## Data listing
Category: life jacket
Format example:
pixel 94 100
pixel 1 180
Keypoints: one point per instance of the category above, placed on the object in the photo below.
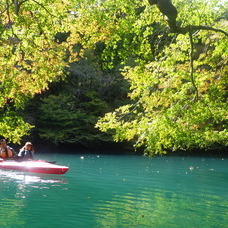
pixel 6 153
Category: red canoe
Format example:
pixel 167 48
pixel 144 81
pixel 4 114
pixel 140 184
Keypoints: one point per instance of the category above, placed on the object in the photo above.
pixel 35 166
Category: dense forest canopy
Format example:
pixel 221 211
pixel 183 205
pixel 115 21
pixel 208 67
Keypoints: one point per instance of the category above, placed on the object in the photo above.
pixel 169 58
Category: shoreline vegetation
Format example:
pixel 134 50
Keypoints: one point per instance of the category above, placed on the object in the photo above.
pixel 149 76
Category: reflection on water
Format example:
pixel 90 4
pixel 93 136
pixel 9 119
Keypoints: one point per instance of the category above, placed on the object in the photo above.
pixel 16 189
pixel 23 178
pixel 159 208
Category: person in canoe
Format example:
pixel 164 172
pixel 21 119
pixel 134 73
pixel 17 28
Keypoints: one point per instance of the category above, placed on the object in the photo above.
pixel 6 152
pixel 26 152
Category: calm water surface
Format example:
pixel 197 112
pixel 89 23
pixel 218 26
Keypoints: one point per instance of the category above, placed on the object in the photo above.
pixel 118 191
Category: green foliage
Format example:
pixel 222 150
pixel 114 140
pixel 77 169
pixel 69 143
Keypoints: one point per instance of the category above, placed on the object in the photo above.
pixel 29 59
pixel 177 80
pixel 68 113
pixel 166 114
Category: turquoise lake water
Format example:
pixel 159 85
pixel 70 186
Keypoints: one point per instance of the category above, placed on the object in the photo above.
pixel 118 191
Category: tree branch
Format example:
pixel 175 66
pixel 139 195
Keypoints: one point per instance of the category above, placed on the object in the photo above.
pixel 191 28
pixel 192 66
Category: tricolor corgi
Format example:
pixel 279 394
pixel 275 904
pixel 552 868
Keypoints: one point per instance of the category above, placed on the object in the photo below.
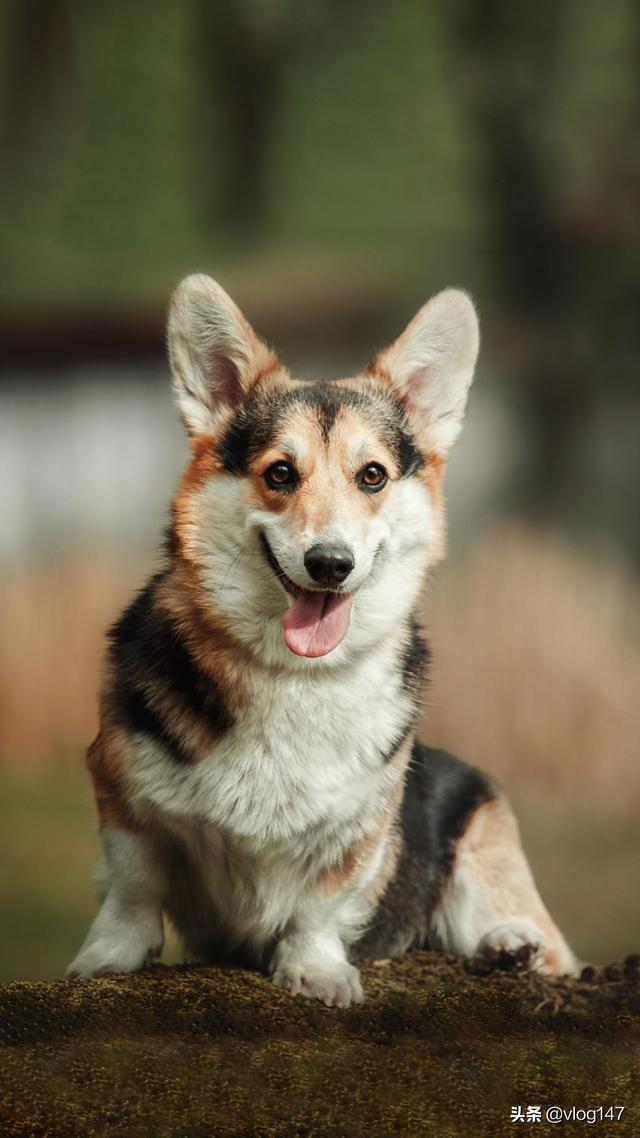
pixel 256 774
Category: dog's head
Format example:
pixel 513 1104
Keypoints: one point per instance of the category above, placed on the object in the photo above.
pixel 310 512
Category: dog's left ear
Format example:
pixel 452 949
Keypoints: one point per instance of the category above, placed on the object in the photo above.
pixel 214 353
pixel 432 364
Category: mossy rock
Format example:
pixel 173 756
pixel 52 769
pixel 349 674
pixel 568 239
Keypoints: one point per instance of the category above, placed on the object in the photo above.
pixel 206 1053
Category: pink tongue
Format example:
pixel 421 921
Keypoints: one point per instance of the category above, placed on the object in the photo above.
pixel 317 623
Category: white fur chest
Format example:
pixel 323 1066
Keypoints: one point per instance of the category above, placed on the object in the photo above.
pixel 305 753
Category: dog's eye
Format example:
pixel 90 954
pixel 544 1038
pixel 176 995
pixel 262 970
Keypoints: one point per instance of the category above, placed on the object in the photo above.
pixel 372 477
pixel 280 476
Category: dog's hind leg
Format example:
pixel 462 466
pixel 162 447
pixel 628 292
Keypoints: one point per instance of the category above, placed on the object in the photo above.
pixel 490 908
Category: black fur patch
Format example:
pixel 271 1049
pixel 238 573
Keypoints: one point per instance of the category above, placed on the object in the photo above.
pixel 440 797
pixel 148 651
pixel 259 420
pixel 416 659
pixel 415 667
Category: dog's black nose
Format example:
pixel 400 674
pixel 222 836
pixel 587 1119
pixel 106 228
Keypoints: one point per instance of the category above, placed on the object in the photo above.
pixel 328 565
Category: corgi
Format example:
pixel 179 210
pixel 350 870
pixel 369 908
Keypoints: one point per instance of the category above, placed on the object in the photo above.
pixel 256 775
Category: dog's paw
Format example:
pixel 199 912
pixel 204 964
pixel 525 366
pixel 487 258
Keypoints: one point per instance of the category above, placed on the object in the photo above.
pixel 111 954
pixel 514 947
pixel 335 982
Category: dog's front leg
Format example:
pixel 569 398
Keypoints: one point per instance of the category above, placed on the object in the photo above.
pixel 310 959
pixel 128 931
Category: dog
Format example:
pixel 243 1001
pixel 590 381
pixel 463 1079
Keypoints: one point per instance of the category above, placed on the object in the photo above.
pixel 256 774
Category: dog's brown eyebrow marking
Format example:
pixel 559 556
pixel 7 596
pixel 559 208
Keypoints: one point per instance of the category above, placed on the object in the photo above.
pixel 260 418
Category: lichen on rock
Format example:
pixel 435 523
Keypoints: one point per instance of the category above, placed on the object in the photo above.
pixel 219 1052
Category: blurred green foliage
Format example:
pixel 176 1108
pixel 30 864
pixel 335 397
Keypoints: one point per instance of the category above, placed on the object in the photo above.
pixel 492 142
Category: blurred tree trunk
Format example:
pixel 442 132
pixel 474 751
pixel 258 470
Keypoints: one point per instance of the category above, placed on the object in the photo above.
pixel 511 59
pixel 239 49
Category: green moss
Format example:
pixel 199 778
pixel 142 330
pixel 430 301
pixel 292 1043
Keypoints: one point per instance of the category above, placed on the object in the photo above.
pixel 213 1052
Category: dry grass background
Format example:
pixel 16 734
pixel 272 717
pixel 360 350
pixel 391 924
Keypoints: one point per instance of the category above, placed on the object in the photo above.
pixel 535 674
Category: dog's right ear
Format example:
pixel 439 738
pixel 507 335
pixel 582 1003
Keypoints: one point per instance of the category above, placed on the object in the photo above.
pixel 214 353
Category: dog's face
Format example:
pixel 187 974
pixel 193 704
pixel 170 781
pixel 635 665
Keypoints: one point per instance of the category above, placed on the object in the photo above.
pixel 310 512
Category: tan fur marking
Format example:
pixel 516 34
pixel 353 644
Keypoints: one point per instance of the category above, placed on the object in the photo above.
pixel 106 760
pixel 491 852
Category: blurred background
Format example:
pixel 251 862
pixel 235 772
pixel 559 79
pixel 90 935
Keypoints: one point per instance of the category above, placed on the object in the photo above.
pixel 331 165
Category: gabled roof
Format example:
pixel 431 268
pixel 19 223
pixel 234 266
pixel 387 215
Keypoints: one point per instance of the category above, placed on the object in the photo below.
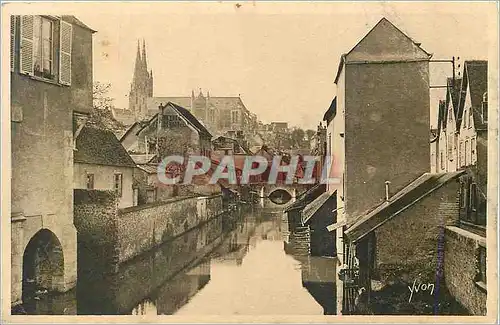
pixel 452 98
pixel 477 72
pixel 313 207
pixel 331 111
pixel 100 147
pixel 191 119
pixel 384 43
pixel 307 197
pixel 453 93
pixel 407 197
pixel 476 76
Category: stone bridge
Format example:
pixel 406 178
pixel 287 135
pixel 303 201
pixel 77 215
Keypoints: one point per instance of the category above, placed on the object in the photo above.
pixel 266 190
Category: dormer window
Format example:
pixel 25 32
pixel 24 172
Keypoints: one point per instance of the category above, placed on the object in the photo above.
pixel 44 47
pixel 484 108
pixel 43 51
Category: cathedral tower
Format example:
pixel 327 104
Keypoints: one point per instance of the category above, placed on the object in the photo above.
pixel 142 85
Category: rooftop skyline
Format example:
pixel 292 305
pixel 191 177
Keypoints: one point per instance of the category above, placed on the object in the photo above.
pixel 281 57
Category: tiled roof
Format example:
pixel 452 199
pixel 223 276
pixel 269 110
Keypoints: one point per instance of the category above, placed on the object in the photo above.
pixel 408 50
pixel 476 76
pixel 101 147
pixel 307 197
pixel 453 93
pixel 407 197
pixel 190 117
pixel 148 168
pixel 313 207
pixel 142 158
pixel 76 21
pixel 477 72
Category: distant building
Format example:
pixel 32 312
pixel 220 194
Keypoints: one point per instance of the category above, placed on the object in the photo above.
pixel 229 146
pixel 394 243
pixel 51 97
pixel 448 110
pixel 142 85
pixel 218 114
pixel 465 262
pixel 176 129
pixel 279 126
pixel 102 163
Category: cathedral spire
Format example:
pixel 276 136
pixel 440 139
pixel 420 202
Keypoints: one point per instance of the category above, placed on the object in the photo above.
pixel 138 64
pixel 144 61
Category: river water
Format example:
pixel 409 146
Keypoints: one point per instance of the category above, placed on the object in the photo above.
pixel 237 264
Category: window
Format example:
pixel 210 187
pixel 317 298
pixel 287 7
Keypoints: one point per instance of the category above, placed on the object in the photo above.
pixel 90 181
pixel 36 44
pixel 461 154
pixel 118 184
pixel 484 108
pixel 450 147
pixel 481 261
pixel 43 51
pixel 463 195
pixel 235 116
pixel 473 197
pixel 473 149
pixel 467 153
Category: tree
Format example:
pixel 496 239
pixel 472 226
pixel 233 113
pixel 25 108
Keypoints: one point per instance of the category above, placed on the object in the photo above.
pixel 100 95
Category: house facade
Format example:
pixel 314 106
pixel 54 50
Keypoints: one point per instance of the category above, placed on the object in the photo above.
pixel 382 86
pixel 51 96
pixel 101 163
pixel 466 249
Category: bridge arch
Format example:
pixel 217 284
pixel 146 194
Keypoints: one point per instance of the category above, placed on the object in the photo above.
pixel 43 264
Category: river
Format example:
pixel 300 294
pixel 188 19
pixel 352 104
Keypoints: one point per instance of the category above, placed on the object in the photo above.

## Task directions
Scan the records for the string "foliage". Copy each line in which it appears.

## Reply
Category: green foliage
Category: blurred green foliage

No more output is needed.